(Location identification items)
↓↓↓

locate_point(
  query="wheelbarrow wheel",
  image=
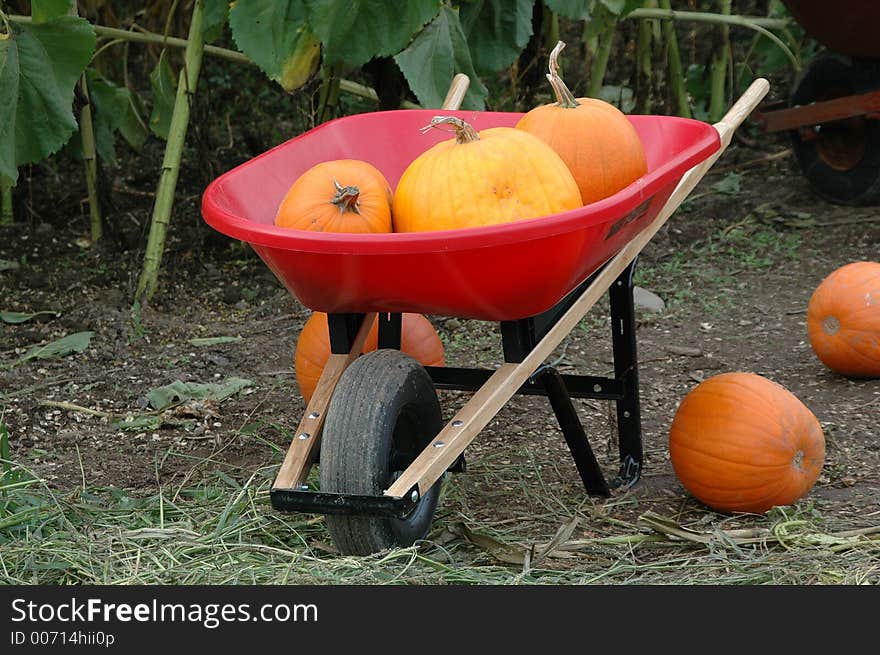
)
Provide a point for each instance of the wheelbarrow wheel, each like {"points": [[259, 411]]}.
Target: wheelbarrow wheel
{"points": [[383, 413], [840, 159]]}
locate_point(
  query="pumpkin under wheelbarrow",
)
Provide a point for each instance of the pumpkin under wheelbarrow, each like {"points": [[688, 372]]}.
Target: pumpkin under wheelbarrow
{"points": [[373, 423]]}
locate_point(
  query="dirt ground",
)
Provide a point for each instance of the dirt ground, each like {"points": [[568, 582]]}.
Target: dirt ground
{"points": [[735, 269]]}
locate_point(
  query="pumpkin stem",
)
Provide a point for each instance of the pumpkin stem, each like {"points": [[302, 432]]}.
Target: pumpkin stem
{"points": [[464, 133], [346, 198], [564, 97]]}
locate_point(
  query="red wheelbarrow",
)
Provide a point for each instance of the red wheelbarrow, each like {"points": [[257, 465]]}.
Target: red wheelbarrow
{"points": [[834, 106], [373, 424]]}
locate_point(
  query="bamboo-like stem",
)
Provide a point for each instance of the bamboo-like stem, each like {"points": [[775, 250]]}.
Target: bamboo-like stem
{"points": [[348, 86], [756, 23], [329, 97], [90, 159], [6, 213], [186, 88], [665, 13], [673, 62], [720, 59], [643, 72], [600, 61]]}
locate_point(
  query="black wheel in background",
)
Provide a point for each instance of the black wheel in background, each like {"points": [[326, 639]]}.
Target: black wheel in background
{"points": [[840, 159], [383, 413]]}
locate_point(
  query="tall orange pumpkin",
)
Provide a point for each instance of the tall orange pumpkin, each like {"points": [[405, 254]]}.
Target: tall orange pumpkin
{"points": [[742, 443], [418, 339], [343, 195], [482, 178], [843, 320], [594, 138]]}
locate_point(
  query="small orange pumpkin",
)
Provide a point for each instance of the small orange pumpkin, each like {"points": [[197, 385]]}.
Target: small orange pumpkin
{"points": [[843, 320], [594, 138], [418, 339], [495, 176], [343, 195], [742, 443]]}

↑↑↑

Task instructions >> How many lines in the records contain the string "under"? Reply with the number only.

Solution to this exercise >> 3